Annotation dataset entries
+--

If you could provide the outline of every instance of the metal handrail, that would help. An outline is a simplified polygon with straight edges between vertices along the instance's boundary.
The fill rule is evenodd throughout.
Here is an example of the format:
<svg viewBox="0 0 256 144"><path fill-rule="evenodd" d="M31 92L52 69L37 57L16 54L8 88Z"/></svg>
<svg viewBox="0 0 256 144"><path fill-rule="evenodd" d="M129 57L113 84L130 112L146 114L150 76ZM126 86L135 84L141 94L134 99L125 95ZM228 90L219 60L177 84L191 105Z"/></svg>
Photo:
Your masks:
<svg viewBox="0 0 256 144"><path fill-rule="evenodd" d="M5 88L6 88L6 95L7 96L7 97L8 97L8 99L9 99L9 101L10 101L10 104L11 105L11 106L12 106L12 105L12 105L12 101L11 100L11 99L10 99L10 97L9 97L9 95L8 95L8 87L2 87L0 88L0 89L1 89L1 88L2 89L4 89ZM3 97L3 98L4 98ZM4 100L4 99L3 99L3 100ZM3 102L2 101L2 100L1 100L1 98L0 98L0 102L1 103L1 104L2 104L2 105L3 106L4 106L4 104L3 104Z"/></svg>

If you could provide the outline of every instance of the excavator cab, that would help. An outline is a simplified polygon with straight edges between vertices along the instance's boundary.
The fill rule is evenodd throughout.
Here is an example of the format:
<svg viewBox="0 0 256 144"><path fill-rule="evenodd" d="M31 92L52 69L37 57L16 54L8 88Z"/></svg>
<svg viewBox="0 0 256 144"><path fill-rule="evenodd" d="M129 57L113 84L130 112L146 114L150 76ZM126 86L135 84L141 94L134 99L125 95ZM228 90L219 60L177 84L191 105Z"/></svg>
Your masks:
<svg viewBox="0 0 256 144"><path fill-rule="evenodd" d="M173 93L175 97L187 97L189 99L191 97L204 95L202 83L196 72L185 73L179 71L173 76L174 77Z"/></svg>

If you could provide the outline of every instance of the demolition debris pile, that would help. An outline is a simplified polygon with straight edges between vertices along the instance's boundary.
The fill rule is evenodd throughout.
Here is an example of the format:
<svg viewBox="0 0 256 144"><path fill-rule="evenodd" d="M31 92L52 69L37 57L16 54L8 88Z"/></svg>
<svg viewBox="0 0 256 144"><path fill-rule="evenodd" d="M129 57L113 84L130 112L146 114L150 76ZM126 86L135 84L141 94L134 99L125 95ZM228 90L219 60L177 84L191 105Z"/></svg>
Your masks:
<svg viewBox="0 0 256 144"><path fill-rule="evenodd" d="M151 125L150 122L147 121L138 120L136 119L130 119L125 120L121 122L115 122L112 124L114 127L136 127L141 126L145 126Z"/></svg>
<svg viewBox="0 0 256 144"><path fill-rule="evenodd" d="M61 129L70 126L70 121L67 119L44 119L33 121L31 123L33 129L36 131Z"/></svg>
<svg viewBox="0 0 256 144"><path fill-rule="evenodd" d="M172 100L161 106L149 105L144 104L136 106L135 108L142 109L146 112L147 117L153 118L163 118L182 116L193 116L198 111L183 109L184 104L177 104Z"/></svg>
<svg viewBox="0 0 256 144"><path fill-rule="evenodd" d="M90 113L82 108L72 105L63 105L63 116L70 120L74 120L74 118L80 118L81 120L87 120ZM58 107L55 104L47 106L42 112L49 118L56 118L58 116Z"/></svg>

+--

(AIM OF THE EXERCISE):
Edit the part of the records that opens with the line containing "of the demolition" and closes at the end of the records. Write that part out again with "demolition debris pile" changed to "rubble pile" and nothing else altered.

(RESPONSE TO THE EXERCISE):
If you could provide the outline of every instance of the rubble pile, that would help. An outline is a simplified polygon with straight edges between vertices along the instance's boundary.
The fill rule is evenodd throughout.
Here is an example of the format:
<svg viewBox="0 0 256 144"><path fill-rule="evenodd" d="M31 92L52 69L37 57L16 54L8 88Z"/></svg>
<svg viewBox="0 0 256 144"><path fill-rule="evenodd" d="M129 57L113 84L130 112L146 114L150 76ZM126 86L135 84L141 94L134 99L125 95ZM228 90L219 60L177 84L191 105Z"/></svg>
Your masks:
<svg viewBox="0 0 256 144"><path fill-rule="evenodd" d="M151 125L150 122L147 121L138 120L136 119L130 119L125 120L121 122L115 122L112 124L114 127L136 127L141 126L145 126Z"/></svg>
<svg viewBox="0 0 256 144"><path fill-rule="evenodd" d="M61 129L70 126L70 121L67 119L44 119L33 121L31 123L33 129L36 131Z"/></svg>
<svg viewBox="0 0 256 144"><path fill-rule="evenodd" d="M172 100L161 106L149 105L144 104L136 106L135 108L142 109L146 112L147 117L153 118L163 118L182 116L193 116L198 111L183 109L184 104L177 104Z"/></svg>
<svg viewBox="0 0 256 144"><path fill-rule="evenodd" d="M90 113L82 108L72 105L63 105L63 116L70 120L74 120L74 118L80 118L81 120L87 120ZM58 107L55 104L47 106L42 112L49 118L56 118L58 116Z"/></svg>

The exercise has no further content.